[Written task A] Reproduce the sermon's text from "Grace to you" to "our own backyard.".

----- Extract to read

Sunday, September 6, 2020

Sermon: Daniel Prude, racial reconciliation, and the importance of being heard (Sept. 6, 2020)

Full service here. Sermon begins around 27:30. 


Pentecost 14A

September 6, 2020

Matthew 18:15-20

 

INTRODUCTION

         A couple of weeks ago, Jesus said to Peter, “On this rock I will build my church.” Matthew’s is the only Gospel that includes this addition to that story. In fact, of the four Gospel writers, Matthew is the one who is most concerned about the passing of Jesus’ authority to the apostles, and the establishment of the Church and its moral teachings and practical behavior. Today’s Gospel reading is an example of this interest in the Church, as Jesus shares an important teaching about managing conflict in the church (everyone’s favorite topic to avoid!). Seldom do we get such straightforward instructions from Jesus, and yet, when the opportunities come to follow this sage advice, we often do not take them.

         Our readings today are all about how we conduct ourselves in the face of conflict and wrong-doing. I’m certain there is something in here for everyone today, so listen carefully to what the Spirit is saying to you this day. Let’s listen.

[READ]



Grace to you and peace from God our Father and our Lord Jesus Christ. Amen.

         This week, while reading about what’s been happening in Kenosha, WI, I found myself wondering, “I wonder when it’ll be Rochester that is in the news for something like this?” It wasn’t long. That very night, I read the article in The Democrat and Chronicle about the killing of Daniel Prude back in March. Since the news broke, protestors have taken to the Rochester streets, demanding justice for Prude’s family. By the end of each night, these peaceful protests have been dispersed with tear gas and rubber bullets. What was once something happening in other cities has come very publicly to our own backyard.

Consequently, when I returned to today’s Gospel lesson, I could not look at it with the same eyes. This text is, as it always has been, about reconciliation between individuals in the church. It’s about how to maintain community even in the midst of conflict – conflict that Jesus knew would occur because we’re human, and conflict is a part of being human. But this week’s news has caused me to wonder, what would it look like if we applied it not only to conflict between individuals, but to social reconciliation, and especially, to racial reconciliation?

----------
----- Input records

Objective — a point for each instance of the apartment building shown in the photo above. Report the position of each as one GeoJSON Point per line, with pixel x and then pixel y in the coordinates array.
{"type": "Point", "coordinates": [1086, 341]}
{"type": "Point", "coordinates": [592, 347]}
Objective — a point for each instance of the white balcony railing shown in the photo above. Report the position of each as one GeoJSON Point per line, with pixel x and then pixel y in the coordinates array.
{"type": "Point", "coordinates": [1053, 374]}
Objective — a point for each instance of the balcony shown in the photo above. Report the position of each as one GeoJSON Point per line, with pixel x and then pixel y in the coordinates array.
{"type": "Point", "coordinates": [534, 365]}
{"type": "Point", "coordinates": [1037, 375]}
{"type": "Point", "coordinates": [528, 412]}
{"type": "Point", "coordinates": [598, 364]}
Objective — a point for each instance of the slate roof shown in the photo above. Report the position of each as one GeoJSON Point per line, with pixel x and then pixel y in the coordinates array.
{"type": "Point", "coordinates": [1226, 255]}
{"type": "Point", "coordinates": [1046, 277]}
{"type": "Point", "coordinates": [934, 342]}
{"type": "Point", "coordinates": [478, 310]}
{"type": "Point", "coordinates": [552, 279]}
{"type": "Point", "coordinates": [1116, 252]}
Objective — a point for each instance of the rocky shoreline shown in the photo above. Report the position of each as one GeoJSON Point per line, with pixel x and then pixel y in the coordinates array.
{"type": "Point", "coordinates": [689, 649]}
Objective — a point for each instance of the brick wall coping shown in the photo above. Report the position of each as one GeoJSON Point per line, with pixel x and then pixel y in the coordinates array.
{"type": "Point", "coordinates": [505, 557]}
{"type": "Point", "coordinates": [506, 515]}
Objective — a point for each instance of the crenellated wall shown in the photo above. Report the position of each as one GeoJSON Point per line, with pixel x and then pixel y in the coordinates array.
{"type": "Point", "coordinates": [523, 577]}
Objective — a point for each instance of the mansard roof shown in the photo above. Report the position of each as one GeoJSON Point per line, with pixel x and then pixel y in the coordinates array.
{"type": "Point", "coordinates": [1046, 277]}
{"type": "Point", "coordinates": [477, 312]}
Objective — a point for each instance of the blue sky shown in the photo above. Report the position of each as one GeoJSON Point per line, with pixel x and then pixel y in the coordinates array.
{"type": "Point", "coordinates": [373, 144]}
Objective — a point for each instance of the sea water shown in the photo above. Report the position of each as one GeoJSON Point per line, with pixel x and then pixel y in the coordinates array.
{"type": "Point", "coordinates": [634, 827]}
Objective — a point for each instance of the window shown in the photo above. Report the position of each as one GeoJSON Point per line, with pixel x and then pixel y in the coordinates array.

----------

[Written task B] Write out the entries from the line with "Objective — a point for each instance of the blue" to the last line of the entries, including both ends.

[Expected answer A]
Grace to you and peace from God our Father and our Lord Jesus Christ. Amen.

         This week, while reading about what’s been happening in Kenosha, WI, I found myself wondering, “I wonder when it’ll be Rochester that is in the news for something like this?” It wasn’t long. That very night, I read the article in The Democrat and Chronicle about the killing of Daniel Prude back in March. Since the news broke, protestors have taken to the Rochester streets, demanding justice for Prude’s family. By the end of each night, these peaceful protests have been dispersed with tear gas and rubber bullets. What was once something happening in other cities has come very publicly to our own backyard.

[Expected answer B]
Objective — a point for each instance of the blue sky shown in the photo above. Report the position of each as one GeoJSON Point per line, with pixel x and then pixel y in the coordinates array.
{"type": "Point", "coordinates": [373, 144]}
Objective — a point for each instance of the sea water shown in the photo above. Report the position of each as one GeoJSON Point per line, with pixel x and then pixel y in the coordinates array.
{"type": "Point", "coordinates": [634, 827]}
Objective — a point for each instance of the window shown in the photo above. Report the position of each as one GeoJSON Point per line, with pixel x and then pixel y in the coordinates array.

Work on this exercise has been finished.